§ Study questions:
1. From the phylogenetics tutorial, copy the passage starting with "2. Reroot the" and going on through "in group 197280?".
2. According to the phylogenetics tutorial, what does aligning the sequences allow one to do?
3. Decide whether each statement below agrees with the phylogenetics tutorial, giving yes or no and the deciding words of the tutorial:
(a) OMA Groups can be found in the OMA Browser.
(b) Simple Phylogeny [ClustalW2] is offered on the Vital-IT website.
(c) The tutorial names phylo.io as an online viewer for trees.

§ Selected extract:
In order to construct phylogenetic trees, we make comparisons between sets of genes belonging to different taxa. We are working under the assumption that the taxa we are studying are related by evolution. Therefore, we need to ensure that the genes we use to construct our trees are orthologous - that is, they have evolved through speciation events, from a common ancestor.
OMA Groups are groups of sequences that are all orthologous to one another, and can be found in the OMA Browser. See the OMA Group module for more details.
2. Which major clades are these groups from?
3. What is the description / function of each of the groups?
4. How many sequences are there in each orthologous group?
In order to construct phylogenetic trees, we must first align the sequences. This allows us to compare sequences site by site. There are a multitude of Multiple Sequence Alignment (MSA) tools available, many of which can be found on the EBI website here.
1. Use an online sequence aligner to align the sequences. Which output format should you choose?
2. Construct a phylogenetic tree using your aligned sequences. Tools can be found on the Vital-IT website (RAxML BlackBox - this could take between 10 minutes to over an hour, depending on the Group and model!) or on the EBI website Simple Phylogeny [ClustalW2] - try building two trees by using both UPGMA and NJ clustering methods in the clustering options).
Alternatively, you can try the alignment and tree inference tools available online at www.phylogeny.fr (in particular PhyML) or an IQTree webserver here, as an alternative to RAxML if the queue is too long at Vital-IT.
3. Why are RAxML and other likelihood methods much slower than the clustering methods?
4. Which group do you think will take the longest to compute a tree for, using RAxML? Which do you think will be the quickest?
Now that we have our trees, we would like to visualise and compare them. Unfortunately, the output format (Newick) isn't particularly conducive to interpreting trees. Thankfully, there are online viewers such as phylo.io to help us.
1. View the trees that you have built using an online tree visualisation tool.
2. Reroot the trees, and swap branches, to make comparisons easier.
3. Which species, in group 197280, shares a most recent common ancestor with Trametes versicolor?
4. Which species is most closely related to Mucor circinelloides in group 807295?
5. Can you see any difference between trees estimated using different methods? For instance, which species are grouped differently when comparing the trees found by the UPGMA and NJ methods in group 197280?

§ Given entries:
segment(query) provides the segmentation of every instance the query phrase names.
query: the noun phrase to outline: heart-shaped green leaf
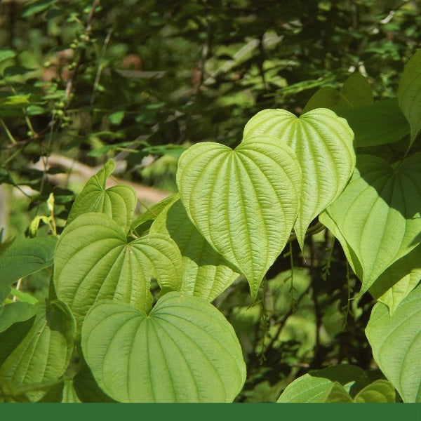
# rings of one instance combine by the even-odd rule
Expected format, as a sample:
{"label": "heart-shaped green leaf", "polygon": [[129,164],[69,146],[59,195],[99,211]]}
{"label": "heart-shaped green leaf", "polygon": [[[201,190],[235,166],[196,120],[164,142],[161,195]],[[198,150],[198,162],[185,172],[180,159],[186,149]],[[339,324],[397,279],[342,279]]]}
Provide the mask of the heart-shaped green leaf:
{"label": "heart-shaped green leaf", "polygon": [[317,91],[304,107],[302,114],[316,108],[328,108],[338,112],[370,104],[373,104],[371,86],[362,74],[354,73],[344,82],[340,92],[329,86]]}
{"label": "heart-shaped green leaf", "polygon": [[184,293],[212,301],[239,276],[192,223],[180,199],[160,213],[150,232],[170,235],[178,246]]}
{"label": "heart-shaped green leaf", "polygon": [[125,233],[128,232],[136,206],[136,194],[126,185],[106,189],[107,179],[114,167],[114,161],[110,159],[86,182],[72,206],[67,224],[84,213],[100,212],[114,220]]}
{"label": "heart-shaped green leaf", "polygon": [[421,50],[406,63],[398,88],[399,106],[410,126],[410,144],[421,131]]}
{"label": "heart-shaped green leaf", "polygon": [[301,174],[293,152],[267,136],[235,150],[198,143],[180,156],[177,185],[189,218],[244,274],[255,298],[297,218]]}
{"label": "heart-shaped green leaf", "polygon": [[56,243],[53,237],[13,242],[0,255],[0,286],[9,286],[20,278],[51,266]]}
{"label": "heart-shaped green leaf", "polygon": [[[358,258],[342,235],[335,221],[326,212],[320,214],[319,220],[339,240],[347,260],[356,276],[362,279],[363,269]],[[421,277],[421,246],[396,260],[374,281],[369,293],[389,307],[390,315],[399,302],[417,286]]]}
{"label": "heart-shaped green leaf", "polygon": [[403,402],[421,402],[421,288],[402,300],[392,317],[374,306],[366,335],[377,366]]}
{"label": "heart-shaped green leaf", "polygon": [[352,180],[327,209],[351,260],[359,262],[361,293],[421,241],[420,184],[421,153],[394,166],[361,155]]}
{"label": "heart-shaped green leaf", "polygon": [[[57,380],[73,352],[74,321],[67,307],[55,300],[34,307],[34,321],[24,336],[18,326],[22,323],[0,333],[0,377],[17,386]],[[44,394],[45,391],[27,396],[36,401]]]}
{"label": "heart-shaped green leaf", "polygon": [[180,288],[181,255],[168,236],[154,234],[127,241],[117,223],[91,213],[66,227],[54,258],[58,297],[69,305],[78,332],[95,301],[116,299],[147,312],[151,278],[163,292]]}
{"label": "heart-shaped green leaf", "polygon": [[232,326],[201,298],[169,293],[149,315],[102,301],[82,350],[98,385],[121,402],[232,402],[246,380]]}
{"label": "heart-shaped green leaf", "polygon": [[300,206],[294,229],[301,248],[313,219],[344,189],[355,166],[354,134],[330,109],[313,109],[298,119],[284,109],[265,109],[246,125],[243,138],[269,135],[295,152],[302,172]]}

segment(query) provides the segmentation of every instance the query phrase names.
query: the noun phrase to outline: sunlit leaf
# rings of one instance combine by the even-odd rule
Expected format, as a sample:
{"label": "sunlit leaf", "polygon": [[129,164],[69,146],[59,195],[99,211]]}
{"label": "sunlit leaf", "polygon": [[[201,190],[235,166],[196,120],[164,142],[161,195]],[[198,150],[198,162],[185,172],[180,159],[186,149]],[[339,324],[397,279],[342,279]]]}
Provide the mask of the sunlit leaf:
{"label": "sunlit leaf", "polygon": [[76,218],[89,212],[99,212],[114,220],[127,233],[136,206],[136,194],[126,185],[106,189],[107,178],[112,173],[115,163],[110,159],[85,185],[72,206],[67,224]]}
{"label": "sunlit leaf", "polygon": [[421,153],[393,166],[361,155],[352,180],[327,209],[361,265],[361,293],[421,241],[420,185]]}
{"label": "sunlit leaf", "polygon": [[101,388],[121,402],[232,402],[246,380],[232,326],[201,298],[169,293],[149,315],[102,301],[82,349]]}
{"label": "sunlit leaf", "polygon": [[402,300],[393,316],[377,303],[366,335],[377,366],[403,402],[421,402],[421,287]]}
{"label": "sunlit leaf", "polygon": [[253,298],[289,237],[301,185],[292,149],[268,138],[249,139],[234,150],[197,143],[180,156],[177,172],[189,218],[244,274]]}
{"label": "sunlit leaf", "polygon": [[79,216],[65,229],[54,265],[57,295],[72,309],[78,332],[95,301],[114,298],[147,312],[152,278],[164,291],[180,284],[181,255],[169,236],[128,242],[117,223],[98,213]]}
{"label": "sunlit leaf", "polygon": [[180,290],[212,301],[239,276],[192,223],[180,199],[163,210],[152,232],[170,235],[182,256]]}
{"label": "sunlit leaf", "polygon": [[[55,382],[64,374],[73,352],[74,321],[66,306],[55,300],[34,307],[34,321],[24,336],[16,326],[22,323],[0,333],[0,377],[18,387]],[[36,401],[45,391],[26,394]]]}
{"label": "sunlit leaf", "polygon": [[406,63],[398,88],[399,106],[410,126],[410,144],[421,130],[421,50]]}
{"label": "sunlit leaf", "polygon": [[326,109],[298,119],[283,109],[265,109],[247,123],[243,139],[269,135],[295,152],[302,171],[300,206],[294,229],[301,248],[310,222],[344,189],[355,166],[352,131]]}

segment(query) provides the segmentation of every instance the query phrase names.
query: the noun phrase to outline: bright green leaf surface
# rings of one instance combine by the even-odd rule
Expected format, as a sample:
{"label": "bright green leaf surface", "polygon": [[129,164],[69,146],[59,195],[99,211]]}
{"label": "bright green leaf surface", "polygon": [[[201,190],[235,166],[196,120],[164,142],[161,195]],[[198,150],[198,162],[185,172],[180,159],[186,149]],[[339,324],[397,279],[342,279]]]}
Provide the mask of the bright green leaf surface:
{"label": "bright green leaf surface", "polygon": [[356,147],[394,143],[409,134],[409,125],[396,98],[342,109],[338,114],[354,131]]}
{"label": "bright green leaf surface", "polygon": [[136,194],[126,185],[106,189],[107,178],[115,163],[110,159],[97,174],[93,175],[76,196],[67,218],[67,224],[89,212],[105,213],[114,220],[125,233],[128,232],[136,206]]}
{"label": "bright green leaf surface", "polygon": [[346,120],[326,109],[298,119],[283,109],[265,109],[247,123],[243,139],[270,135],[295,152],[302,171],[298,218],[294,229],[301,248],[313,219],[344,189],[355,166],[354,135]]}
{"label": "bright green leaf surface", "polygon": [[387,380],[376,380],[366,386],[354,398],[359,403],[394,403],[396,392]]}
{"label": "bright green leaf surface", "polygon": [[180,199],[159,215],[150,232],[170,235],[180,248],[182,292],[212,301],[239,276],[192,223]]}
{"label": "bright green leaf surface", "polygon": [[20,278],[51,266],[56,242],[52,237],[14,241],[0,255],[0,285],[11,285]]}
{"label": "bright green leaf surface", "polygon": [[[34,307],[35,319],[24,336],[16,325],[0,333],[0,377],[18,386],[58,380],[73,352],[74,321],[68,309],[59,301]],[[27,396],[35,401],[44,394]]]}
{"label": "bright green leaf surface", "polygon": [[78,332],[95,301],[114,298],[147,312],[151,278],[165,291],[180,284],[181,255],[168,236],[128,243],[121,228],[102,213],[83,215],[65,229],[54,264],[57,295],[72,309]]}
{"label": "bright green leaf surface", "polygon": [[[339,240],[352,270],[362,279],[363,269],[358,258],[342,235],[338,225],[326,212],[322,213],[319,220]],[[399,302],[417,286],[421,278],[420,253],[421,246],[417,246],[389,266],[368,289],[373,298],[389,307],[391,315]]]}
{"label": "bright green leaf surface", "polygon": [[410,143],[421,130],[421,50],[406,63],[398,88],[399,106],[410,126]]}
{"label": "bright green leaf surface", "polygon": [[352,250],[361,265],[361,293],[421,241],[420,185],[420,153],[394,168],[361,155],[352,181],[328,208],[348,255]]}
{"label": "bright green leaf surface", "polygon": [[100,386],[121,402],[232,402],[246,380],[232,326],[207,301],[179,293],[149,316],[98,302],[86,315],[82,349]]}
{"label": "bright green leaf surface", "polygon": [[35,308],[27,302],[13,302],[0,307],[0,332],[8,329],[14,323],[25,321],[34,316]]}
{"label": "bright green leaf surface", "polygon": [[404,402],[421,402],[421,288],[402,300],[392,317],[374,306],[366,329],[373,355]]}
{"label": "bright green leaf surface", "polygon": [[180,158],[177,184],[192,221],[244,274],[255,298],[297,217],[301,177],[292,149],[268,136],[234,151],[198,143]]}

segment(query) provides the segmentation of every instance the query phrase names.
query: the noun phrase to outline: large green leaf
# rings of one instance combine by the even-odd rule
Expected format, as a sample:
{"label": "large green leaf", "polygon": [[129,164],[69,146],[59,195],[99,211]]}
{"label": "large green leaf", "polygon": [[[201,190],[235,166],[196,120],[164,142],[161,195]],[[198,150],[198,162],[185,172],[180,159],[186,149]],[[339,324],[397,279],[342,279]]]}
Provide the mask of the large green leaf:
{"label": "large green leaf", "polygon": [[421,50],[406,63],[398,88],[399,106],[410,126],[410,144],[421,130]]}
{"label": "large green leaf", "polygon": [[302,187],[294,229],[302,248],[310,222],[339,196],[352,174],[352,131],[346,120],[326,109],[314,109],[299,119],[283,109],[265,109],[244,128],[244,139],[255,135],[272,136],[297,155]]}
{"label": "large green leaf", "polygon": [[100,212],[114,220],[125,233],[128,232],[136,206],[136,194],[126,185],[105,188],[107,178],[114,167],[114,161],[110,159],[86,182],[72,206],[67,224],[84,213]]}
{"label": "large green leaf", "polygon": [[361,266],[361,293],[421,241],[420,184],[421,153],[393,166],[361,155],[352,180],[328,208],[351,260]]}
{"label": "large green leaf", "polygon": [[181,255],[169,236],[155,234],[128,242],[102,213],[83,215],[66,227],[54,265],[57,295],[72,309],[78,332],[95,301],[114,298],[147,312],[152,278],[164,292],[180,285]]}
{"label": "large green leaf", "polygon": [[14,241],[0,255],[0,286],[9,286],[20,278],[51,266],[56,242],[53,237]]}
{"label": "large green leaf", "polygon": [[[342,235],[335,221],[326,212],[321,213],[319,221],[339,240],[352,270],[363,279],[363,269],[358,258]],[[389,266],[377,278],[368,289],[371,295],[385,304],[392,315],[399,302],[417,286],[421,278],[421,246]]]}
{"label": "large green leaf", "polygon": [[212,301],[239,276],[192,223],[180,199],[160,213],[150,232],[170,235],[177,243],[182,257],[184,293]]}
{"label": "large green leaf", "polygon": [[353,401],[352,398],[338,382],[332,382],[323,377],[305,374],[286,387],[277,403],[316,403]]}
{"label": "large green leaf", "polygon": [[255,298],[297,218],[301,174],[292,149],[268,136],[234,150],[198,143],[180,156],[177,184],[189,218]]}
{"label": "large green leaf", "polygon": [[344,82],[340,92],[329,86],[317,91],[304,107],[302,114],[316,108],[328,108],[338,112],[372,103],[373,92],[368,81],[362,74],[354,73]]}
{"label": "large green leaf", "polygon": [[376,304],[366,334],[375,362],[403,401],[421,402],[421,287],[392,316],[384,304]]}
{"label": "large green leaf", "polygon": [[392,316],[421,279],[421,245],[388,267],[370,286],[371,295],[389,307]]}
{"label": "large green leaf", "polygon": [[[17,387],[57,380],[73,352],[74,321],[67,307],[57,300],[34,307],[34,320],[25,335],[22,322],[0,333],[0,377]],[[26,394],[35,401],[44,394]]]}
{"label": "large green leaf", "polygon": [[232,402],[246,380],[232,326],[201,298],[169,293],[149,315],[116,301],[89,311],[82,349],[121,402]]}
{"label": "large green leaf", "polygon": [[157,203],[153,204],[149,209],[140,215],[131,225],[131,229],[138,236],[143,235],[147,232],[152,222],[158,215],[170,204],[178,200],[178,193],[175,193],[166,197]]}
{"label": "large green leaf", "polygon": [[409,134],[410,127],[396,98],[338,112],[346,119],[355,135],[356,147],[399,142]]}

§ Answers to each task:
1.
2. Reroot the trees, and swap branches, to make comparisons easier.
3. Which species, in group 197280, shares a most recent common ancestor with Trametes versicolor?
4. Which species is most closely related to Mucor circinelloides in group 807295?
5. Can you see any difference between trees estimated using different methods? For instance, which species are grouped differently when comparing the trees found by the UPGMA and NJ methods in group 197280?

2. It allows sequences to be compared site by site.

3.
(a) Yes: "and can be found in the OMA Browser"
(b) No: "or on the EBI website Simple Phylogeny [ClustalW2]"
(c) Yes: "there are online viewers such as phylo.io to help us"